• _Quoted passage_
Chris Krnezich (01:10):
Welcome to another episode. It's Chris here and today I'm joined by Paul Nadolski continuous improvement manager at care. Thanks for making time to join us today on an episode of digitization Mavericks. So as we get started, let's wind it back for a second. So listeners out there get to know you a little better. What brought you to manufacturing and how have you found your way into your current role at Carey?

Paul Nadolski (01:33):
Yeah, that's a good question because my original undergrad is in journalism, so it is kind of weird that I wound up in manufacturing. So I guess the, kind of the long story short of it is I was in the army national guard and I did a deployment. And when I came back home, I saw what journalists were making. And then I was offered a position of manufacturing and I kind of weighed the pros and cons and I decided to kind of pop into manufacturing. It had a lot of similarities, you know, there's a lot of SOPs in, in manufacturing. So I was kind of already used to having a rule book. So and I get reminded on a monthly basis from a lot of people like, Hey, you know, former military does well in ops. So I'm like, oh yeah, that's me. I understand. I get what you're get what you're saying. So that's kind of how I got, I, I kind of got into ops. It was like it kind of made sense. I, I felt like where I was in my life, I was at a point where I wanted to make a little bit more money than I would've right. Outta college. So I was like, let's get into manufacturing.

Chris Krnezich (02:35):
Awesome. So yeah, non nonlinear path, but a lot of transferable skills. That's awesome to see. How have you seen technology improve the common workflows in continuous improvement and have those lead to advances in manufacturing in your career?

• _Stored records_
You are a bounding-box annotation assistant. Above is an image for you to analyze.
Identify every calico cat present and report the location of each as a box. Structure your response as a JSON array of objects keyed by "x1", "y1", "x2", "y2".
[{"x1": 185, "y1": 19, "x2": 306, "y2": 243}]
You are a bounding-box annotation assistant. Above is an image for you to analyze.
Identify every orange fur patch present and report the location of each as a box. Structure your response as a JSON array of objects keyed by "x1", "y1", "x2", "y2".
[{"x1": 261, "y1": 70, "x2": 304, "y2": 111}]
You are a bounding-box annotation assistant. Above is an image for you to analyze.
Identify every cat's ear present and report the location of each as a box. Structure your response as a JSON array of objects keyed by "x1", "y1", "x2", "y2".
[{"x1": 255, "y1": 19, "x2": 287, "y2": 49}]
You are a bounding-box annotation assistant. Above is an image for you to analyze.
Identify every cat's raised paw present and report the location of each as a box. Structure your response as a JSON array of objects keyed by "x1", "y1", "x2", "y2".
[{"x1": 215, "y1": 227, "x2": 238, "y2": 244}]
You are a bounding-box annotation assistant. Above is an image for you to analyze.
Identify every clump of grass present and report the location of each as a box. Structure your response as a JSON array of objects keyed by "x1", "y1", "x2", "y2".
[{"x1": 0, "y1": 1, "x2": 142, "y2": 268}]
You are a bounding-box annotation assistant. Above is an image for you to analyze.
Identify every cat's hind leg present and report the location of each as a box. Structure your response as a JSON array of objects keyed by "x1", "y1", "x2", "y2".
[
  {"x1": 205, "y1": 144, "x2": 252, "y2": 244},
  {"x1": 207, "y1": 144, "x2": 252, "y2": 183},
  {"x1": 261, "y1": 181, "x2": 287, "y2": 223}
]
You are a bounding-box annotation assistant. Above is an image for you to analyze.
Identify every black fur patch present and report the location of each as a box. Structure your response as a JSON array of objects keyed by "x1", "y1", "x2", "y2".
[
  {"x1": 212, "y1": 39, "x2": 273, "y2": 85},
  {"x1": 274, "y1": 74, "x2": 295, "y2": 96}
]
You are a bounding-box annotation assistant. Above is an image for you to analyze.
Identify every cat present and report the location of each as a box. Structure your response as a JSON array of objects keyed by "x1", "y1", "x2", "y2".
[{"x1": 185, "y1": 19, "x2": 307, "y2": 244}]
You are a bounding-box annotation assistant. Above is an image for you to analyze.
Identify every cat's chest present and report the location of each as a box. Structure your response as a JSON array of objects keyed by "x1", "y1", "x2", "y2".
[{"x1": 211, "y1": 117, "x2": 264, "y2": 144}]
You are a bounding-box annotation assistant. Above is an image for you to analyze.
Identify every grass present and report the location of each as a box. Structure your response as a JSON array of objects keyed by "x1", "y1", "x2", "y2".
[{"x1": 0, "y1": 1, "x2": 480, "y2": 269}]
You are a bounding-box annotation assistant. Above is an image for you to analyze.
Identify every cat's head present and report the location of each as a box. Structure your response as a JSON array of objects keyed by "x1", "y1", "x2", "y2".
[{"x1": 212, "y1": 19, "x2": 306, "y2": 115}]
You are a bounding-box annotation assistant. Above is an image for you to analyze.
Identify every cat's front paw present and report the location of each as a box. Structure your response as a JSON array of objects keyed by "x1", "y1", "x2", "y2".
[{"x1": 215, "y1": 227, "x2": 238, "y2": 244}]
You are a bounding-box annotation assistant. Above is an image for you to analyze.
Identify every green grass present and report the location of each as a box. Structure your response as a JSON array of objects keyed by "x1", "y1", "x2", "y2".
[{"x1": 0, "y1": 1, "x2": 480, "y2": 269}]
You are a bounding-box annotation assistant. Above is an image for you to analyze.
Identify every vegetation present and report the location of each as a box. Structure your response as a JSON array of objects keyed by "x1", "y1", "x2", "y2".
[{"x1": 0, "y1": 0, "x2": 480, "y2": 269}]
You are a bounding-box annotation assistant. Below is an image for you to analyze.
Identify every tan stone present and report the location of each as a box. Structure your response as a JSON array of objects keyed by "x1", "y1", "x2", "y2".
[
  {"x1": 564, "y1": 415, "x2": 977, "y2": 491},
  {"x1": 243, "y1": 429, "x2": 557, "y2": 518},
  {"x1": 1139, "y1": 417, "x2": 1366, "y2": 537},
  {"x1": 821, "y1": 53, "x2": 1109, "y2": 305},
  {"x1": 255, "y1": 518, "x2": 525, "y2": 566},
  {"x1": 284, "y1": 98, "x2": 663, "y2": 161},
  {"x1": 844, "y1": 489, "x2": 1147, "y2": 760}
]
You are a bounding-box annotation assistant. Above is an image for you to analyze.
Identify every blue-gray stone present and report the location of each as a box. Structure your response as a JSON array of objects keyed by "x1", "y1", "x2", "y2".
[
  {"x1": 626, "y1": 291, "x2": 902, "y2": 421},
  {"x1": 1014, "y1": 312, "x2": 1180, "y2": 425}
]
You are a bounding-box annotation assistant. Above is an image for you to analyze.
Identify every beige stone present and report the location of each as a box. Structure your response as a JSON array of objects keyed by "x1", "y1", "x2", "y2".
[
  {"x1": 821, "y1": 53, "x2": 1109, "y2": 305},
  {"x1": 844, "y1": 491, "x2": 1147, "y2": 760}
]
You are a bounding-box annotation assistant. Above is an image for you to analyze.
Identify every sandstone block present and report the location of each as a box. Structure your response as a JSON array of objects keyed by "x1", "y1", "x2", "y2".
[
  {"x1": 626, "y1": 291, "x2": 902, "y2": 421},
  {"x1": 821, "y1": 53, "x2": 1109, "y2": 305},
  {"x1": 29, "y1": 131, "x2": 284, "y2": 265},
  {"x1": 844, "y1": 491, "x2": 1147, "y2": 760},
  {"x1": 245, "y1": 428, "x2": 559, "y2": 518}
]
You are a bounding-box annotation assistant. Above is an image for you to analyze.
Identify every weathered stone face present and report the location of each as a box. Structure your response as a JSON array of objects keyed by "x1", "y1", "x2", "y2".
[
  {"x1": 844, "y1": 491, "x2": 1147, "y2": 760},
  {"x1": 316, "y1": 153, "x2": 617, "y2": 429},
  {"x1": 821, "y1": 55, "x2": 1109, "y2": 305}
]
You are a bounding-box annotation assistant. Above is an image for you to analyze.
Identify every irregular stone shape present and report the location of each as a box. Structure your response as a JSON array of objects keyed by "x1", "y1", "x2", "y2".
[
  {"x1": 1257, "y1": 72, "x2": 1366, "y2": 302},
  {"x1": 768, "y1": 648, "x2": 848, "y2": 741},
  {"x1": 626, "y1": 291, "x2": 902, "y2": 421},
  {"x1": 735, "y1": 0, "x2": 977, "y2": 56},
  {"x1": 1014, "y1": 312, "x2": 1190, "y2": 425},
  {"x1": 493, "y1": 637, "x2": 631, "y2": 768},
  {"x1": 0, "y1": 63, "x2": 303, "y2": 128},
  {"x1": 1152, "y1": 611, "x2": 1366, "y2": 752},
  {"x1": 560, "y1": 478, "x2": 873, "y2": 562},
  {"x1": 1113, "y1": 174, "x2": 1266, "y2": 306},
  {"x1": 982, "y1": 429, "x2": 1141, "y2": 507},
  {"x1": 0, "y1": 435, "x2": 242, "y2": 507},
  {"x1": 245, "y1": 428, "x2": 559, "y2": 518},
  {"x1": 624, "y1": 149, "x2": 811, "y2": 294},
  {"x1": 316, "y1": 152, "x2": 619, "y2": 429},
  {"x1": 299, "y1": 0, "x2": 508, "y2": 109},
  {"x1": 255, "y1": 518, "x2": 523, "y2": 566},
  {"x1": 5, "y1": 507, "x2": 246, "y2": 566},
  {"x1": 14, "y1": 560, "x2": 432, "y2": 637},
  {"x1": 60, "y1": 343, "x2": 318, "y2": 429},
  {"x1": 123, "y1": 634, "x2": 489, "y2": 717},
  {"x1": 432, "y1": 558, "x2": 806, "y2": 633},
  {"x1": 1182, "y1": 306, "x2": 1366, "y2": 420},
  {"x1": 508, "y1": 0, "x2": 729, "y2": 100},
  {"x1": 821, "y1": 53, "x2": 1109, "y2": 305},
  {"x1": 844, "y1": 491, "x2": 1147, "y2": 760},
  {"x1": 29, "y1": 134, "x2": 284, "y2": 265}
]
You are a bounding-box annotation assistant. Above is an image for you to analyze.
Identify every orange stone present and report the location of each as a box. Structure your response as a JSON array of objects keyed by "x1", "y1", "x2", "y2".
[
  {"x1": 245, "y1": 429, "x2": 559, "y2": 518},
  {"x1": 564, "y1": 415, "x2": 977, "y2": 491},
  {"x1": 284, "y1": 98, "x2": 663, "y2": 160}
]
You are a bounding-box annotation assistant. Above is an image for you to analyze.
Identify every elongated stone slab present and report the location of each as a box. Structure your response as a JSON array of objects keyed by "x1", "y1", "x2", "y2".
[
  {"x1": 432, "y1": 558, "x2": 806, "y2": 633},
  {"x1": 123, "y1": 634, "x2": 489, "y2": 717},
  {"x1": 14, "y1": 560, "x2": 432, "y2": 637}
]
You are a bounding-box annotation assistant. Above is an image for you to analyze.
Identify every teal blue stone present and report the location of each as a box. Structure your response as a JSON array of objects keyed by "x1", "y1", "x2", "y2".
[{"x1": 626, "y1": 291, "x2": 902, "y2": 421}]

• _Exercise brief_
Reproduce the podcast interview excerpt in full, word for word.

• _Full response_
Chris Krnezich (01:10):
Welcome to another episode. It's Chris here and today I'm joined by Paul Nadolski continuous improvement manager at care. Thanks for making time to join us today on an episode of digitization Mavericks. So as we get started, let's wind it back for a second. So listeners out there get to know you a little better. What brought you to manufacturing and how have you found your way into your current role at Carey?

Paul Nadolski (01:33):
Yeah, that's a good question because my original undergrad is in journalism, so it is kind of weird that I wound up in manufacturing. So I guess the, kind of the long story short of it is I was in the army national guard and I did a deployment. And when I came back home, I saw what journalists were making. And then I was offered a position of manufacturing and I kind of weighed the pros and cons and I decided to kind of pop into manufacturing. It had a lot of similarities, you know, there's a lot of SOPs in, in manufacturing. So I was kind of already used to having a rule book. So and I get reminded on a monthly basis from a lot of people like, Hey, you know, former military does well in ops. So I'm like, oh yeah, that's me. I understand. I get what you're get what you're saying. So that's kind of how I got, I, I kind of got into ops. It was like it kind of made sense. I, I felt like where I was in my life, I was at a point where I wanted to make a little bit more money than I would've right. Outta college. So I was like, let's get into manufacturing.

Chris Krnezich (02:35):
Awesome. So yeah, non nonlinear path, but a lot of transferable skills. That's awesome to see. How have you seen technology improve the common workflows in continuous improvement and have those lead to advances in manufacturing in your career?